What is asked
Could you write out all of the data below word for word, leaving the pictures out of your answer?
#### Provided information
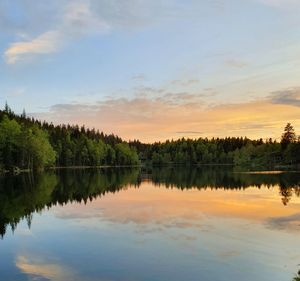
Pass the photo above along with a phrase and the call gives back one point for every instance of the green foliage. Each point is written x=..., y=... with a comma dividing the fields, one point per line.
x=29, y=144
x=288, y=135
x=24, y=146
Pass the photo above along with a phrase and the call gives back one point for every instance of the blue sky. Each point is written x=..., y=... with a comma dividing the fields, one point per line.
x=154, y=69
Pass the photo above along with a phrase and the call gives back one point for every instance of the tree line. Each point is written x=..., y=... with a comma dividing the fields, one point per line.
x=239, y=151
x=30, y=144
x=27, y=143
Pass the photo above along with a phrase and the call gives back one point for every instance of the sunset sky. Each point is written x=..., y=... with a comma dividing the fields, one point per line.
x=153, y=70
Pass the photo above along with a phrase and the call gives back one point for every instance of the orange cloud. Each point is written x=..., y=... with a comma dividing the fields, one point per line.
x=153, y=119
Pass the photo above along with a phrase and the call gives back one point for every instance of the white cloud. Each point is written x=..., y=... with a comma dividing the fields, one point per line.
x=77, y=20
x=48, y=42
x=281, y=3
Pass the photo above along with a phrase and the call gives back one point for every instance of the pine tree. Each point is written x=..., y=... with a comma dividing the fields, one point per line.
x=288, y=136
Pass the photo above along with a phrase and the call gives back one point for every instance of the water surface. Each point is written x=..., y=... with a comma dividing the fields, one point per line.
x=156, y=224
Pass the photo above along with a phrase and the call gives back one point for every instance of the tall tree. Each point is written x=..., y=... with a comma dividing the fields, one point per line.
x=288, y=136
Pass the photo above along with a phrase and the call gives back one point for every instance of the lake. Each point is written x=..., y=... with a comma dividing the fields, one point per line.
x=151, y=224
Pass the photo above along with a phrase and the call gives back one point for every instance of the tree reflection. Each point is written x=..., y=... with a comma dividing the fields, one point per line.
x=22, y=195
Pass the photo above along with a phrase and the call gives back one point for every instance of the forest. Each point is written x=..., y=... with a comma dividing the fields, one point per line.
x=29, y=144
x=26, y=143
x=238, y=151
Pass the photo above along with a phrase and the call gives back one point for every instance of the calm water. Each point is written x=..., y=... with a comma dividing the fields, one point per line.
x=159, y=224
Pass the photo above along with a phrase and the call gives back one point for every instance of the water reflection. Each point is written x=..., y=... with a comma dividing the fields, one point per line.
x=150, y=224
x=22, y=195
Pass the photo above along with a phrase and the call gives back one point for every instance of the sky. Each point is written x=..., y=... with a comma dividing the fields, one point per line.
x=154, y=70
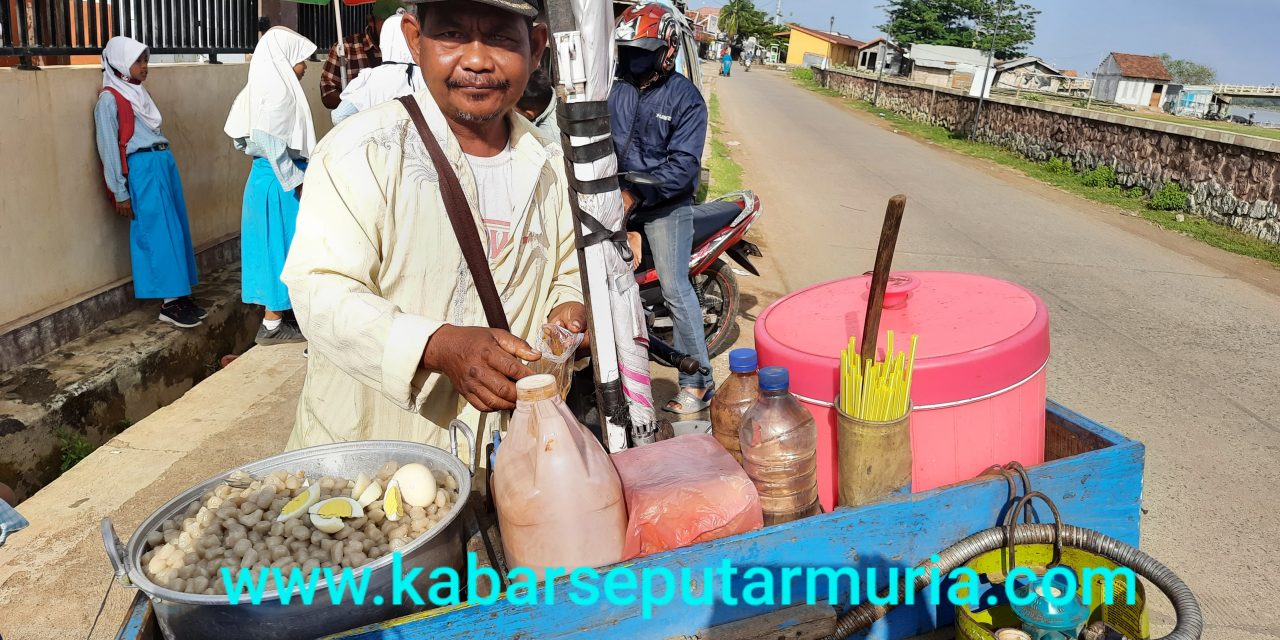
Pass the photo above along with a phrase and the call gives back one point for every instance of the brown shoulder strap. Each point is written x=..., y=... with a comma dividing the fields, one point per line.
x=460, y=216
########
Result
Pass the photo above along with a phrase and the call gives back one point for every instance of the green foliage. Each point is written x=..., y=... with a comma dividing the fields, one point per line.
x=29, y=144
x=288, y=135
x=24, y=146
Pass the photo above along with a phrase and the call gives back one point for every instance of the blue sky. Each point is written x=..., y=... with a comma dividing the fields, one point per line.
x=154, y=69
Pass the photo above along with a phrase and the call gives back one point for every instance of the tree line. Each point is written x=..., y=... with a comma dividing the fields, one point per line.
x=239, y=151
x=30, y=144
x=27, y=143
Pass the photo above along with a phrase and the call gives back one point for every instance of the sunset sky. Each point is written x=..., y=... with a comma dividing the fields, one point per line.
x=153, y=70
Pass the photo above along with a phrase and the call gives back one point for every instance of the orange cloud. Each point is written x=..., y=... with a comma dividing the fields, one point per line.
x=153, y=119
Pass the photo above along with a phrase and the call gives back one point for every instance of the white cloud. Each point is written x=..., y=... with a comma dividing the fields, one point per line.
x=77, y=20
x=48, y=42
x=281, y=3
Pass the photo above along with a phrase and the call gives back one point for every instance of the pine tree. Each point is written x=..., y=... with a comma dividing the fields, one point per line.
x=288, y=136
Pass the photo above along with a phrase and the call gives back one point for every instance of the water surface. Each point is written x=..., y=... with a comma dividing the fields, one point per line.
x=156, y=224
Pass the photo above along with a phrase and the call gives back one point for every instance of the tall tree. Each point is written x=..., y=... with a comma dividing the fields, one point per line.
x=288, y=136
Pass the photo above along with a phrase and the call gives back one point for every instance of the lake. Each point is written x=..., y=... with a comma dividing the fields, one point per line.
x=151, y=224
Pass the photo above along with a phrase and the call gives back one point for every instance of the tree reflection. Each point is written x=..., y=... with a comma dividing the fields, one point per line.
x=22, y=195
Pass the photo above along with a phrase and the call gives back one point for every instance of the forest. Each point is written x=..., y=... with a comma dividing the fields, one point per line.
x=29, y=144
x=26, y=143
x=238, y=151
Pass the photo above along with a phrase and the call gives back one point for every instance of the calm water. Each point is written x=..., y=... with a comma dividing the fields, one point per line.
x=159, y=224
Pass the photo above along with a phrase and the call gives back one point for every instance of the water reflection. Each point is written x=..., y=... with a comma dividing the fields, one point per line.
x=150, y=224
x=22, y=195
Pass the photo above along with a phrase and the call gives back one point for every instance of the sky. Each point is written x=..., y=... with a comma dividing the fields, one point per line.
x=154, y=70
Pass the photo above along with a phrase and the call gives back one point for every instance of the brown shoulder strap. Each point is written x=..., y=... with a comma dividing the fields, one point per line.
x=460, y=216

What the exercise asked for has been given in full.